(Stored data entries)

****************************************

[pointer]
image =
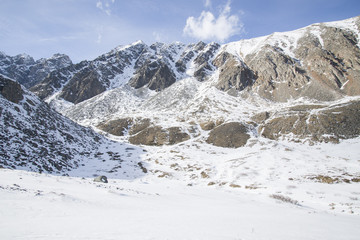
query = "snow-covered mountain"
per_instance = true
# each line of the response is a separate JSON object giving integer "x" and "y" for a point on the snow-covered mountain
{"x": 35, "y": 137}
{"x": 208, "y": 141}
{"x": 28, "y": 72}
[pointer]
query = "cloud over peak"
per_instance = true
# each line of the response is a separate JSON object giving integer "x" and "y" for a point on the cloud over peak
{"x": 208, "y": 27}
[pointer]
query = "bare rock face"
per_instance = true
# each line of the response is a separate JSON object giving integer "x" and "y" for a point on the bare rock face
{"x": 11, "y": 90}
{"x": 230, "y": 135}
{"x": 119, "y": 127}
{"x": 203, "y": 62}
{"x": 279, "y": 77}
{"x": 322, "y": 64}
{"x": 326, "y": 124}
{"x": 116, "y": 127}
{"x": 82, "y": 86}
{"x": 157, "y": 136}
{"x": 156, "y": 75}
{"x": 28, "y": 72}
{"x": 233, "y": 74}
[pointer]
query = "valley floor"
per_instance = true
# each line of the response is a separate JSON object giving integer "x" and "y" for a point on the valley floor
{"x": 266, "y": 190}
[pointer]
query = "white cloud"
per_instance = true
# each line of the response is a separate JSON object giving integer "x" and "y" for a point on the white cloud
{"x": 208, "y": 27}
{"x": 106, "y": 8}
{"x": 99, "y": 5}
{"x": 207, "y": 3}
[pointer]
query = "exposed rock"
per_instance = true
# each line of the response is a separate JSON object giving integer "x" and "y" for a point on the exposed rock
{"x": 139, "y": 125}
{"x": 260, "y": 117}
{"x": 230, "y": 135}
{"x": 233, "y": 74}
{"x": 116, "y": 127}
{"x": 83, "y": 85}
{"x": 278, "y": 76}
{"x": 11, "y": 90}
{"x": 155, "y": 75}
{"x": 206, "y": 126}
{"x": 29, "y": 72}
{"x": 157, "y": 136}
{"x": 35, "y": 137}
{"x": 102, "y": 179}
{"x": 203, "y": 62}
{"x": 328, "y": 124}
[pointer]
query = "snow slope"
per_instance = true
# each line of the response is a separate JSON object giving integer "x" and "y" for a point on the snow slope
{"x": 39, "y": 206}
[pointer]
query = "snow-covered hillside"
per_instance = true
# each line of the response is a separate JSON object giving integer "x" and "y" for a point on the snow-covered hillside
{"x": 34, "y": 137}
{"x": 256, "y": 139}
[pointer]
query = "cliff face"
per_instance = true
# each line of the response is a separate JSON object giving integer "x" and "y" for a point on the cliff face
{"x": 320, "y": 62}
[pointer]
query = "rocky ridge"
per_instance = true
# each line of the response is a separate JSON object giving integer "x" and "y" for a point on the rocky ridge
{"x": 186, "y": 88}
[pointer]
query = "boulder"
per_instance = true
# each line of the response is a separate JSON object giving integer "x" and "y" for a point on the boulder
{"x": 102, "y": 179}
{"x": 158, "y": 136}
{"x": 229, "y": 135}
{"x": 330, "y": 123}
{"x": 11, "y": 90}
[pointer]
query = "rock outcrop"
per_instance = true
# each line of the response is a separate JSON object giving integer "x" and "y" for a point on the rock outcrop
{"x": 158, "y": 136}
{"x": 35, "y": 137}
{"x": 29, "y": 72}
{"x": 315, "y": 123}
{"x": 230, "y": 135}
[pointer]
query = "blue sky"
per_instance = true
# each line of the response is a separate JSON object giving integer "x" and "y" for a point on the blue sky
{"x": 84, "y": 29}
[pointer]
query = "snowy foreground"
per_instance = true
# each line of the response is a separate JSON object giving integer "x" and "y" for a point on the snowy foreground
{"x": 265, "y": 190}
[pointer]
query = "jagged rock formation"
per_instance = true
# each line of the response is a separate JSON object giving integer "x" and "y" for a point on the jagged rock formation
{"x": 184, "y": 89}
{"x": 320, "y": 61}
{"x": 29, "y": 72}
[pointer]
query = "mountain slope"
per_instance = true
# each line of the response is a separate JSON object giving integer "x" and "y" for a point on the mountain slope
{"x": 29, "y": 72}
{"x": 35, "y": 137}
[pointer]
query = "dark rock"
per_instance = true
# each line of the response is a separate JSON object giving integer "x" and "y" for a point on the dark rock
{"x": 82, "y": 86}
{"x": 230, "y": 135}
{"x": 157, "y": 136}
{"x": 102, "y": 179}
{"x": 328, "y": 124}
{"x": 29, "y": 72}
{"x": 11, "y": 90}
{"x": 116, "y": 127}
{"x": 155, "y": 75}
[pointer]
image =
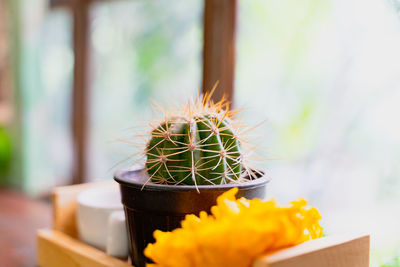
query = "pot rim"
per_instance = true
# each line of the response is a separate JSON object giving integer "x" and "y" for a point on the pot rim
{"x": 123, "y": 178}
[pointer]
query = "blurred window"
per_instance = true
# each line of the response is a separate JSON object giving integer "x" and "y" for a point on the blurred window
{"x": 325, "y": 75}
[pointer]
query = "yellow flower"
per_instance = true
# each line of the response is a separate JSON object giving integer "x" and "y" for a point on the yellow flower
{"x": 236, "y": 232}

****************************************

§ **What the task asks**: Your copy of the entries must be exact and must not include any of their pictures.

§ **Reply**:
[pointer]
image =
query = "snow-covered mountain"
per_instance = true
# each line of the response is a separate JSON object giving integer "x" and "y" for a point on the snow-covered mountain
{"x": 35, "y": 137}
{"x": 208, "y": 141}
{"x": 28, "y": 72}
[pointer]
query = "cloud over peak"
per_instance = true
# each line of the response is a separate JSON object giving integer "x" and "y" for a point on the cloud over peak
{"x": 208, "y": 27}
[pointer]
query = "bare rock face"
per_instance = true
# each line of the response is a separate JSON object giving integer "x" and "y" for a point on the bare rock face
{"x": 11, "y": 90}
{"x": 230, "y": 135}
{"x": 119, "y": 127}
{"x": 203, "y": 62}
{"x": 279, "y": 77}
{"x": 322, "y": 64}
{"x": 326, "y": 124}
{"x": 116, "y": 127}
{"x": 82, "y": 86}
{"x": 157, "y": 136}
{"x": 156, "y": 75}
{"x": 28, "y": 72}
{"x": 233, "y": 74}
[pointer]
query = "valley floor"
per_instance = true
# each line of the response is a separate JSON object giving integer "x" and "y" for a point on the valley floor
{"x": 266, "y": 190}
[pointer]
query = "white cloud"
per_instance = true
# each line of the response is a separate JSON object giving integer "x" and "y" for a point on the white cloud
{"x": 208, "y": 27}
{"x": 106, "y": 8}
{"x": 99, "y": 5}
{"x": 207, "y": 3}
[pointer]
query = "exposed rock"
per_instance = true
# each line of the response is a separate JSON object giving integer "x" and "y" for a point on the exposed rock
{"x": 139, "y": 125}
{"x": 260, "y": 117}
{"x": 230, "y": 135}
{"x": 233, "y": 74}
{"x": 116, "y": 127}
{"x": 83, "y": 85}
{"x": 278, "y": 76}
{"x": 11, "y": 90}
{"x": 155, "y": 75}
{"x": 206, "y": 126}
{"x": 29, "y": 72}
{"x": 157, "y": 136}
{"x": 35, "y": 137}
{"x": 102, "y": 179}
{"x": 203, "y": 62}
{"x": 328, "y": 124}
[pointer]
query = "snow slope"
per_instance = true
# each line of the response is a separate JSON object giving integer "x" and "y" for a point on the snow slope
{"x": 39, "y": 206}
[pointer]
query = "snow-covered hillside"
per_instance = true
# each line of the response is a separate JSON object giving integer "x" and "y" for a point on the snow-covered hillside
{"x": 34, "y": 137}
{"x": 256, "y": 139}
[pointer]
query = "cliff face"
per_instance = true
# each line of the response is a separate JSON object giving integer "x" and "y" for a point on the cliff face
{"x": 320, "y": 62}
[pointer]
query = "rocky ridge"
per_instance = true
# each line of the response is a separate JSON object giving integer "x" and "y" for a point on the rocky ridge
{"x": 186, "y": 88}
[pointer]
query = "boulder"
per_instance = true
# each line of the response is a separate JSON object giving integer "x" and "y" for a point on the boulder
{"x": 102, "y": 179}
{"x": 158, "y": 136}
{"x": 229, "y": 135}
{"x": 330, "y": 123}
{"x": 11, "y": 90}
[pointer]
query = "rock outcrop"
per_instance = true
# each line of the response is a separate JSON object giving integer "x" and "y" for a point on the rock outcrop
{"x": 158, "y": 136}
{"x": 35, "y": 137}
{"x": 29, "y": 72}
{"x": 315, "y": 123}
{"x": 230, "y": 135}
[pointer]
query = "blue sky"
per_instance = true
# each line of the response is a separate JSON object giving integer "x" and "y" for a point on the blue sky
{"x": 84, "y": 29}
[pointer]
query = "snowy foreground"
per_instance = true
# each line of the response is a separate JSON object giving integer "x" and "y" for a point on the snowy foreground
{"x": 265, "y": 190}
[pointer]
query = "jagged rock formation"
per_instance = true
# each line of the response is a separate JSON object giving integer "x" and "y" for a point on the jagged rock formation
{"x": 184, "y": 89}
{"x": 320, "y": 61}
{"x": 29, "y": 72}
[pointer]
query = "mountain slope"
per_instance = true
# each line of the response is a separate JSON object giving integer "x" and "y" for a point on the mountain slope
{"x": 29, "y": 72}
{"x": 35, "y": 137}
[pointer]
query = "dark rock"
per_instance = true
# each line of the response is a separate JSON object giving integer "x" and "y" for a point on the dark rock
{"x": 82, "y": 86}
{"x": 230, "y": 135}
{"x": 157, "y": 136}
{"x": 102, "y": 179}
{"x": 328, "y": 124}
{"x": 29, "y": 72}
{"x": 11, "y": 90}
{"x": 116, "y": 127}
{"x": 155, "y": 75}
[pointer]
image =
query = "pot rim"
per_instance = true
# each line of the response is a separate JSON object giving integer "x" and "y" for a point on the pot rim
{"x": 123, "y": 178}
[pointer]
query = "blurred window"
per_instance = true
# each line of the response is a separate JSON object giving integer "x" and "y" for a point on the blurred window
{"x": 325, "y": 75}
[pointer]
query = "yellow flower"
per_instance = true
# each line of the response is a separate JSON object giving integer "x" and "y" for a point on the yellow flower
{"x": 236, "y": 232}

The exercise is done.